## [Your instructions]
The data must be returned exactly. No line may be left out.
>>>>
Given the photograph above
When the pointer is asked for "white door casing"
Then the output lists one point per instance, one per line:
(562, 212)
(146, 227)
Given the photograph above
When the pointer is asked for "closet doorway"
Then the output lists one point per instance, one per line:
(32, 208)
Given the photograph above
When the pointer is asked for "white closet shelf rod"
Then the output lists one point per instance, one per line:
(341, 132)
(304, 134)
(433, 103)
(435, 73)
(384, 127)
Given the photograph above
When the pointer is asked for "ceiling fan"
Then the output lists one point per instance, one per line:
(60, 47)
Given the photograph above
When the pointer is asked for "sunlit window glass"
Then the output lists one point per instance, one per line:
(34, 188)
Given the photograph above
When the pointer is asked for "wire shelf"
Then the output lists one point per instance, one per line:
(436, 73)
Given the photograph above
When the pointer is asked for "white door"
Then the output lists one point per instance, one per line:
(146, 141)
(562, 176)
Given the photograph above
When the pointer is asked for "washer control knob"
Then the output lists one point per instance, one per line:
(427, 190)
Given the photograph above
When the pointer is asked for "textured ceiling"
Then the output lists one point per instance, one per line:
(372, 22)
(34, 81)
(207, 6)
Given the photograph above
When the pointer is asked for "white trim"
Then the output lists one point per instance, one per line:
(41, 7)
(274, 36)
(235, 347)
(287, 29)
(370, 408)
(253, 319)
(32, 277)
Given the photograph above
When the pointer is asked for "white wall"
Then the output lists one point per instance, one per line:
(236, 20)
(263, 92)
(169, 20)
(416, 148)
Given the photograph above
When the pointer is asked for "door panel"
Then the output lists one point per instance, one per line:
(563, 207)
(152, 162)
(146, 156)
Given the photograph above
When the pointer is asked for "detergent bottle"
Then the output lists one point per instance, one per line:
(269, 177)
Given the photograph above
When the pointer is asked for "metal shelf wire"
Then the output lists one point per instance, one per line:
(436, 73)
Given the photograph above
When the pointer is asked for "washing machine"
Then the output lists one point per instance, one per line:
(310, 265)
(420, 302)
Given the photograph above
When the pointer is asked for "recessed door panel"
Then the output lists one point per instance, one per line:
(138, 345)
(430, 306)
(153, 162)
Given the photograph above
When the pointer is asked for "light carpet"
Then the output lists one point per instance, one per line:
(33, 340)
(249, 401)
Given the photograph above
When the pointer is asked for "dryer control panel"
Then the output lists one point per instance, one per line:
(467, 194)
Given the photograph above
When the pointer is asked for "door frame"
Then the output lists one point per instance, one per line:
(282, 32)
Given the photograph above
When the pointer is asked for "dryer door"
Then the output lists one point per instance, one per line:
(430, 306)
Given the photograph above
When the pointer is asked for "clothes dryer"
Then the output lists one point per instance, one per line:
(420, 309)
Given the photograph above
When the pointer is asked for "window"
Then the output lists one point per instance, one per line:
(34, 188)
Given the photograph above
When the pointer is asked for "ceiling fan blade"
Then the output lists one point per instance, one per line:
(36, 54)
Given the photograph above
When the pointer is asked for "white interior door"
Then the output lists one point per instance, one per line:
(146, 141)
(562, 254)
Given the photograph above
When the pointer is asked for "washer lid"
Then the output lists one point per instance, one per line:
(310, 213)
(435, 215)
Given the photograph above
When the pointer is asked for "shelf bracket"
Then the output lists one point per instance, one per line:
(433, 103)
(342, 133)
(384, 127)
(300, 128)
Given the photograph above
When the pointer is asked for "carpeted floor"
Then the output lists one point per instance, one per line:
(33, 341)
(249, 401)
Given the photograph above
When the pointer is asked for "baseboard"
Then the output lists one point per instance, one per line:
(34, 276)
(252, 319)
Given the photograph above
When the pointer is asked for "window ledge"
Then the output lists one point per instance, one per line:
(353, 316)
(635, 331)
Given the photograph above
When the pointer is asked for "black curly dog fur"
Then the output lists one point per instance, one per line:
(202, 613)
<<<<
## [Answer box]
Given the photograph above
When the pointer is asked for "white door casing"
Then the output lists one point per instance, one per line:
(562, 212)
(146, 227)
Given the photograph above
When the pointer is asked for "closet doorway"
Then the output lists one point per instance, one per line:
(32, 208)
Given the photograph above
When the pointer is asked for "white closet shelf rod"
Then the output lists one point per instance, one per line:
(341, 132)
(304, 134)
(433, 103)
(435, 73)
(384, 127)
Given the photograph above
When the pointer is asked for "ceiling fan"
Then the output lists one point per instance, one per line:
(60, 47)
Given the photograph above
When the pointer is asked for "sunlit window glass"
Then the output lists one point per instance, one per line:
(34, 188)
Given the photograph above
When the pointer is asked for "wire shelf"
Then the output lists one point per instance, one per line:
(436, 73)
Given the photograph above
When the pointer is asked for "white door"
Then the output lists one point per instance, one per line:
(146, 141)
(562, 176)
Given the photograph above
When the pointer is asked for "washer control knob"
Then the output lists one point per instance, one per line:
(427, 190)
Given the photograph above
When the pointer is asked for "textured ceiling"
Then the output lists one point per instance, one per line:
(372, 22)
(34, 81)
(207, 6)
Given the photograph above
When the pointer is asked for "white trim"
Then the output lists one point per instance, one per line:
(41, 7)
(274, 36)
(235, 347)
(287, 29)
(370, 408)
(253, 319)
(32, 277)
Given the photograph above
When the pointer is asked for "white wall"
Then the output lists one point per instance, one per line:
(236, 20)
(263, 92)
(169, 20)
(416, 148)
Given the photograph above
When the pointer is asked for "door panel"
Then the output lists one point per instance, one per line:
(563, 207)
(152, 162)
(146, 156)
Given the photograph above
When the pointer is asked for "detergent bottle"
Then the output lists one point per instance, one per line:
(269, 177)
Given the photograph above
When the pointer is asked for "metal shelf wire"
Then the output lists one point per instance, one per line:
(436, 73)
Given the photograph above
When the pointer is asked for "washing machine"
Then the output lists one point per instance, one per line:
(310, 265)
(420, 302)
Given the photograph above
When the pointer is asked for "recessed door panel"
Then the output lists one point per instance, one per line:
(138, 345)
(430, 306)
(153, 162)
Given the photograph above
When the pointer is asked for "light carpet"
Then the output lists one point per instance, one per line:
(33, 340)
(249, 401)
Given the photograph above
When the pointer is asked for "dryer control panel"
Then the output lists one point per instance, one per line:
(467, 194)
Given the photograph above
When the pointer is asked for "door frame"
Then the output lists one point per instance, one per line:
(282, 32)
Given the photograph above
When the pointer is asked for "dryer door"
Then the output lists one point per instance, one per line:
(430, 306)
Given the photograph above
When the pointer is asked for "clothes dryer"
Then the output lists one point per instance, one per line:
(420, 309)
Given the photograph above
When the pointer is asked for "window"
Then the output lists one point per instance, one per line:
(34, 188)
Given the photograph above
When the pointer is asked for "ceiling fan blade"
Then the output lists one point per instance, one per line:
(36, 54)
Given the photograph above
When the pointer is asked for "white interior door"
Then the output lists one point per instance, one per line:
(146, 141)
(562, 254)
Given the photograph above
When the pointer is asked for "washer lid"
Then the output lists one point per instance, one per line:
(310, 213)
(435, 215)
Given the photograph above
When the pointer is asked for "shelf bracket"
Then the output lists one point per instance, one per line:
(433, 103)
(342, 133)
(384, 127)
(300, 128)
Given the photograph above
When the pointer is asked for "carpeted floor"
Then the output lists one point per instance, one per line:
(33, 341)
(249, 401)
Given the photograph above
When the pointer is asked for "baseboard"
Then the output lists one point per instance, one per line:
(34, 276)
(252, 319)
Given the photograph above
When the pointer is asked for "window ledge"
Then the output lists one point per instance, one per line:
(353, 316)
(635, 331)
Given the photograph above
When the pointer is asked for "black curly dog fur"
Then the output lists one point per instance, one per line:
(202, 613)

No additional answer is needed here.